*** INPUT RECORDS ***
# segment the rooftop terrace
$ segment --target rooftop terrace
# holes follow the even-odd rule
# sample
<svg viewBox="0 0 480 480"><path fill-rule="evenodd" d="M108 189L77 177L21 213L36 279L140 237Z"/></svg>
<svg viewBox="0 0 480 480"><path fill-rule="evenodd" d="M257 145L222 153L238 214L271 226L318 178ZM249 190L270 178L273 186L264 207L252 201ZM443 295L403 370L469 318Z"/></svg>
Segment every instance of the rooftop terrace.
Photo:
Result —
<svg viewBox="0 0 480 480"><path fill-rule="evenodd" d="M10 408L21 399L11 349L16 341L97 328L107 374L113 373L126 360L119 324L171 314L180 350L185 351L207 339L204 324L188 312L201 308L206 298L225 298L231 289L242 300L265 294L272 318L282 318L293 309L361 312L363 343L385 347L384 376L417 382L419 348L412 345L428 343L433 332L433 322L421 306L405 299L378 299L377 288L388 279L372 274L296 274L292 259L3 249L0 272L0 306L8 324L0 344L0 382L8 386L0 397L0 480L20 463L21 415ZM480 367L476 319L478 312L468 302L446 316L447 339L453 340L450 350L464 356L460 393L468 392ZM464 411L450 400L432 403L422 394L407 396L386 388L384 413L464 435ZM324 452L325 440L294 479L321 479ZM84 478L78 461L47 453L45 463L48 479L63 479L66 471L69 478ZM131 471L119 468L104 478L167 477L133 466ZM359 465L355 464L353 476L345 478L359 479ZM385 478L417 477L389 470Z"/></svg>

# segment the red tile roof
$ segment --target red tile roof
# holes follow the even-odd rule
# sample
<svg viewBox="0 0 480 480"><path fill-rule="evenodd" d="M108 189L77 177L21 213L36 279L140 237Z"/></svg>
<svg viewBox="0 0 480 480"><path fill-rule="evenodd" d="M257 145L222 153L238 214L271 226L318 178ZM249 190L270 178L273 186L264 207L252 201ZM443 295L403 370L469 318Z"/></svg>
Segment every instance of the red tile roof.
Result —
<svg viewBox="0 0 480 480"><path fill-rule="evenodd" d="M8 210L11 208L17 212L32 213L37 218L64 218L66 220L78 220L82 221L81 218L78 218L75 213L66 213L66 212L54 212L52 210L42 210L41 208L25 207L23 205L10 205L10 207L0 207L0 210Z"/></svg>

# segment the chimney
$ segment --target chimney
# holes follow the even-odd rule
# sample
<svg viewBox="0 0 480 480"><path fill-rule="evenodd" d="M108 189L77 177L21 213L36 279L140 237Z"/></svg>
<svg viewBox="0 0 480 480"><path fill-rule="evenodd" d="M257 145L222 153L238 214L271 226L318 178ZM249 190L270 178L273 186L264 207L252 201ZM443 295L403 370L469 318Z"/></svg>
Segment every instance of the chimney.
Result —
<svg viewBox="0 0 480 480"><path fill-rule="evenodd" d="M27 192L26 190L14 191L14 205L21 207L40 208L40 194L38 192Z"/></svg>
*** End of INPUT RECORDS ***
_PROMPT_
Each line in the records that carries "tile" must be copied out.

_TASK ANSWER_
# segment the red tile roof
$ segment --target red tile roof
Segment every instance of the red tile roof.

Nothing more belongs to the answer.